## [Task to complete]
Repeat every record below exactly, leaving out the pictures.

## [Stored rows]

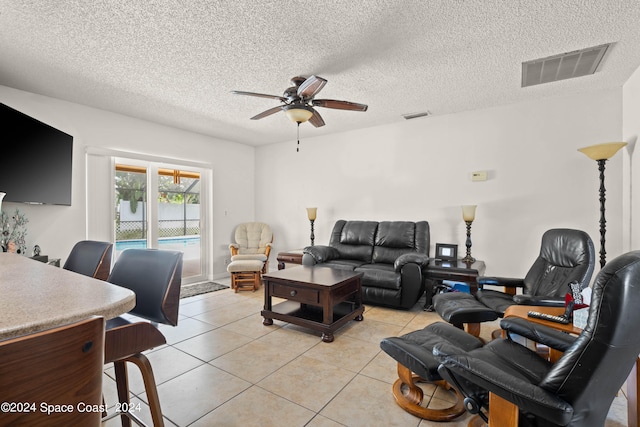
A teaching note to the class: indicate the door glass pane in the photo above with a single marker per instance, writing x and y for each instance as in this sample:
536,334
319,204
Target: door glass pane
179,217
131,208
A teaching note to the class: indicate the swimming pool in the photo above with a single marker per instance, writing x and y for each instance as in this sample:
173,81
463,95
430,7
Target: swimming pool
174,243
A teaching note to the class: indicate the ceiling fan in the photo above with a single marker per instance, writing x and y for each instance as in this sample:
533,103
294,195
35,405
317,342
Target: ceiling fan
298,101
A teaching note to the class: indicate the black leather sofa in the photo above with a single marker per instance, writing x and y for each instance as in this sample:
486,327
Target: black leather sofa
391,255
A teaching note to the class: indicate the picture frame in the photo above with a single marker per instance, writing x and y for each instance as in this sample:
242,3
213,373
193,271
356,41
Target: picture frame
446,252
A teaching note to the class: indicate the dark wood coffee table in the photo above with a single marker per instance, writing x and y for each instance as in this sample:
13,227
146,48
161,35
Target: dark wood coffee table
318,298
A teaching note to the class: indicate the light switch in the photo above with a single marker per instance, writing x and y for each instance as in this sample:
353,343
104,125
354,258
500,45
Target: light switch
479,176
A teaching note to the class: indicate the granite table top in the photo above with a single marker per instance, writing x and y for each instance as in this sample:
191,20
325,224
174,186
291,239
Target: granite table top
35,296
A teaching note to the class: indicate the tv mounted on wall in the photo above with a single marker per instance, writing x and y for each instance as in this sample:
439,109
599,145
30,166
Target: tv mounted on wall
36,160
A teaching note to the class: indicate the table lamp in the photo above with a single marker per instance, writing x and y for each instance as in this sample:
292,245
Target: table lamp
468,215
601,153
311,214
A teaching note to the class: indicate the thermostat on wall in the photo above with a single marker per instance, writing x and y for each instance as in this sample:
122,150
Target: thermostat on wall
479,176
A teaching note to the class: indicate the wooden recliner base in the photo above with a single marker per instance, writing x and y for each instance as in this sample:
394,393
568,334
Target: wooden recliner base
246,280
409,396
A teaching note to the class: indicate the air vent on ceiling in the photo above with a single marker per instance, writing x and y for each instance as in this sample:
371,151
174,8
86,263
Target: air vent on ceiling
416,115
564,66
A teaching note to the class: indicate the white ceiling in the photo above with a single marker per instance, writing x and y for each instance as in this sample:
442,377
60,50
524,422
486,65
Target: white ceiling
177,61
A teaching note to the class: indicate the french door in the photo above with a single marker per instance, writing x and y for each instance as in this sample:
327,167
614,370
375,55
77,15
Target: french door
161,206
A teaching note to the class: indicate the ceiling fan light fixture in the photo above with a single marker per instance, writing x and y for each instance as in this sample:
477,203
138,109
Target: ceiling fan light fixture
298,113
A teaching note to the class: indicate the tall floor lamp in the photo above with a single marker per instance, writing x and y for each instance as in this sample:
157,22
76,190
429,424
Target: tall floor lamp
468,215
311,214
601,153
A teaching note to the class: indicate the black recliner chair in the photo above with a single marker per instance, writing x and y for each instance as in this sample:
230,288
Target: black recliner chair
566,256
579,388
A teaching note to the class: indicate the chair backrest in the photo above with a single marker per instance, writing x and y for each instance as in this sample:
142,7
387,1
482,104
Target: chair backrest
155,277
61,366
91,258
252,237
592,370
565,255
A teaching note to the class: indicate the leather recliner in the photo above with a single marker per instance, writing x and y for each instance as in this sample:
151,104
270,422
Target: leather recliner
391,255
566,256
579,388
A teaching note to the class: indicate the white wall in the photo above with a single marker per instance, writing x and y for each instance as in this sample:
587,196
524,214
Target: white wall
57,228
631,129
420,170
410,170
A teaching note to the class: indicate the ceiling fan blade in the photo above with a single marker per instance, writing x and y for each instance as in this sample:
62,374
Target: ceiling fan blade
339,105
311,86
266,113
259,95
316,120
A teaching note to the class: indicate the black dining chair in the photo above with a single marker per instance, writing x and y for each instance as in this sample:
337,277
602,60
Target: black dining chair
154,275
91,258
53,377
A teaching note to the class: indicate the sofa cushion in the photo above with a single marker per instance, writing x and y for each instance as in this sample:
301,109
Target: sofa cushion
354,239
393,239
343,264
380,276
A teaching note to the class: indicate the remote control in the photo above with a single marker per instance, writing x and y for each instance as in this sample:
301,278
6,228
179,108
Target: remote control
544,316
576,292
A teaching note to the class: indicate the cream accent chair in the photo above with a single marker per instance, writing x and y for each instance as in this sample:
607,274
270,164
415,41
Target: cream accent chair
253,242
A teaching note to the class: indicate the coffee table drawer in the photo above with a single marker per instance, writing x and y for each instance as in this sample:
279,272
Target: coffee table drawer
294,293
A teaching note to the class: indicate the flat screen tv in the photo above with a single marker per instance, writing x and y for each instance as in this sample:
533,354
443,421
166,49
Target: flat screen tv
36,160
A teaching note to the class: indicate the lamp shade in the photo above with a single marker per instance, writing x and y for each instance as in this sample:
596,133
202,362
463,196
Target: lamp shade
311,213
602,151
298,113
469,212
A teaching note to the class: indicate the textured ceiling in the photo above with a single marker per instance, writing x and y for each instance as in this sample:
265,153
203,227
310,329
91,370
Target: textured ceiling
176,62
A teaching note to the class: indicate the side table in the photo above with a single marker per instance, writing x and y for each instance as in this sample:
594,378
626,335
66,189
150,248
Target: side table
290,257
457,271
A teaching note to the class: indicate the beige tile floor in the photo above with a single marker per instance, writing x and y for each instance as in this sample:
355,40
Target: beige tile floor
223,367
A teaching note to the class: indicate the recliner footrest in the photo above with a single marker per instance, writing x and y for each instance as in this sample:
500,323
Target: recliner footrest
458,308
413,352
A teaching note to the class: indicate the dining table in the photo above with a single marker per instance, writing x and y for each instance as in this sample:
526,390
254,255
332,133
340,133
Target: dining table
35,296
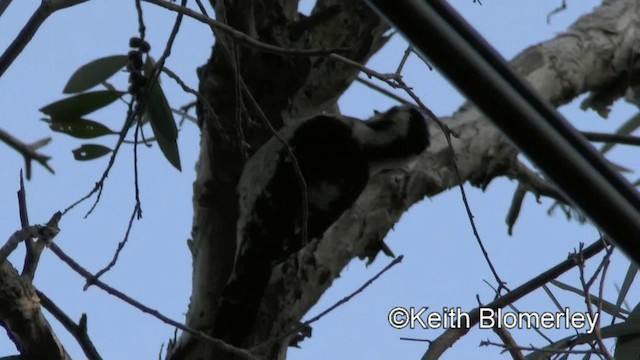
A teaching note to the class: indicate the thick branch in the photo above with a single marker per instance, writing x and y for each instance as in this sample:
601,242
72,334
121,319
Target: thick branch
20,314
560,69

## [Task response]
A teaching note to the class: indicate the door glass pane in the photo above with a single marker per instance, writing x and y for each instance as in this sample:
536,334
319,204
Target: door glass pane
179,217
131,208
A teaching note to the class: indicate the swimming pool in the photo above with a single marker per instance, writing x and y for each instance as in this sample:
173,81
463,95
430,7
Target: swimming pool
174,243
A teaching note to the class: indicate the ceiling fan in the photo above with a single marker per instance, writing x and y for each instance as in this sample:
533,103
294,195
35,405
317,342
Target: ceiling fan
298,101
A teaching note to the class: indicate the black leather sofa in the photo above with a single marker per instance, writing x and y for each instance as in this sample:
486,327
Target: black leather sofa
391,255
A teaching note to the class: indicate the picture frame in the photo above with a single marker per instance, writing x and y for each instance as in this sample:
242,3
213,373
193,271
356,41
Target: picture frame
446,252
A teaching note to the class: indicate the dark wood coffee table in the photo above with a single marker per instance, writing x and y for each instance as in this sample:
13,227
146,48
161,35
Target: dark wood coffee table
318,298
A teaching note to the class: indicate the light switch in the photo above with a single marker per instance, writing x and y for each instance as in this sample:
353,343
104,125
354,258
500,45
Target: light switch
479,176
A teaching note to the class: indicate the granite table top in the photo above with a single marker per instance, writing x and y for each instance as in this sample:
191,20
325,224
174,186
291,239
Target: granite table top
35,296
A teaching note to the class: indicate the tv mounted on wall in the photo above with a single marker per instance, writing x and y for each instance as in this sample:
439,109
599,145
30,166
Target: tv mounted on wall
36,160
A teaching note to the class: indicate the table lamp in the photo above with a single marker per instance, writing x and y for each instance as in this sample:
292,245
Target: table lamp
468,215
601,153
311,214
A teaching note to the class: indicate the thermostat on wall in the photo above with a single marker per instance, writing x and y for each instance as in this sample:
122,150
Target: thermostat on wall
479,176
A teaching note to the class: indicate the wooden recliner base in the photo above with a single marker per instance, writing x and y for each instance as in this sample:
394,393
568,334
Target: wooden recliner base
246,280
409,396
A teaching note to the class: indicate the air vent on ceiling in the photo above with a single marker per instance, writing x and y for each instance as in this sample:
371,151
174,8
86,263
Target: air vent on ceiling
416,115
564,66
A teaching note to the class: indicate the white ceiling in the photo above with a single marker per instance, writing x and y for each instance as in this sample:
442,377
60,50
524,422
486,65
Target: white ceiling
177,61
A teaching note to the class: indicate the french door in the photo above with a single marker per instance, writing x and y for each instance as in this sample:
327,167
614,370
375,55
77,15
Target: french door
161,206
A teaching note to the class: indicate the ceiling fan light fixture in the photo above with a single marker per instance, writing x and y for each instance as in this sample:
477,203
138,109
Target: ceiling fan light fixture
298,113
A teaching note to the class: indicate the tall floor lamp in the photo above with a single marker per instance, writing x and y for each instance as in this sample:
157,22
76,190
429,424
Target: tall floor lamp
468,215
311,214
601,153
A teaching note to the class: indicate the black recliner chair in the photo above with a single marker per instance, writing x and y for each instance as in this sample:
230,288
Target: black recliner chair
566,256
579,388
A teaching note to the class: indicate the chair backrest in the photo above with a single marker per instance, writing x and y for each instance as in this sample:
142,7
387,1
482,104
Target: chair backrest
155,277
61,366
91,258
252,237
592,370
565,255
A teaching note to the class: indicate the leather recliner in the photo above with a single marker per instance, writing x and y for each instance as in this sample:
151,104
270,422
Target: leather recliner
391,255
566,256
579,388
A teaching note to the class: indicate the white wall in the photo above with a single marker per instance, writing x and y for each instance as in this sample:
587,196
524,214
Target: white wall
57,228
631,129
420,170
410,170
A teaching note to the class: indicate the ceiling fan blade in the photo above with a single marker per instance, writing x and y for each instance as in this sample:
62,374
Target: ceiling fan blade
339,105
311,86
266,113
259,95
316,120
A teaching note to the class: indicate the black dining chair in the photo above with a single marker per instance, writing x and y for each instance as in this sample:
337,277
602,60
Target: black dining chair
154,275
91,258
53,377
A teaching note to the class: indicate the sofa cushion in the photo above with a single marker per instance, writing x and y for each instance as in this sample:
301,109
Target: sofa cushion
354,239
393,239
343,264
380,276
A teaching note to the class: indicate the remote control in the photo above with a single marker per instance, writing x and y for each instance as in this sample:
301,278
6,228
179,108
Target: remote control
544,316
576,292
A teaching note to the class: indicate the cream accent chair in the photo above with a single marker per instance, writing x and y for each instance as in this sample:
607,274
270,164
415,41
Target: cream accent chair
253,242
A teaching note to the class: indicate the coffee table drawer in the photo above with a single marker per instance, writing x and y for each instance as in this sample:
279,272
Target: coffee table drawer
294,293
A teaching note to the class: indicate the flat screen tv in the photo above with a single marker per instance, writing x and y for each instance as in this sample:
533,354
443,421
166,49
Target: flat screen tv
36,160
A teaching note to the class: indicate the lamp shade in the photo above with a single marker per instance, writing x and y for each instance as in this sample:
596,133
202,362
463,196
Target: lamp shade
311,213
602,151
298,113
469,212
A teaching note to the class: indicate the textured ceiling in the photo above with a single marker per instance, writing x and y for each instance as in this sample:
265,153
203,227
310,329
91,370
Target: textured ceiling
176,62
A teaching note to the class: indicate the side table in the photo above with a single marker per instance, writing x and y for each instance as in this sample:
594,378
626,335
66,189
150,248
Target: side table
290,257
457,271
A teaching note to the class: indicate the beige tile floor in the photo above with a single marker per instance, writing x and y for each instance as in this sample:
355,40
Target: beige tile floor
223,367
A teaching note to the class: indicate the recliner footrest in the photo above with a single marker per instance, writing x and y for each instance as in this sample:
500,323
Target: recliner footrest
458,308
413,352
A teaching note to the class: indicate the dining table in the photo above with a single marker per instance, writing x and y for each instance as in this sample:
526,390
254,255
332,133
340,133
Target: dining table
35,296
A teaching note to the class: indicate the thick branch in the photo above with a single marker per instance, writing x and y for each instance as in this sample:
601,242
72,334
121,319
Target: thick branch
20,314
560,69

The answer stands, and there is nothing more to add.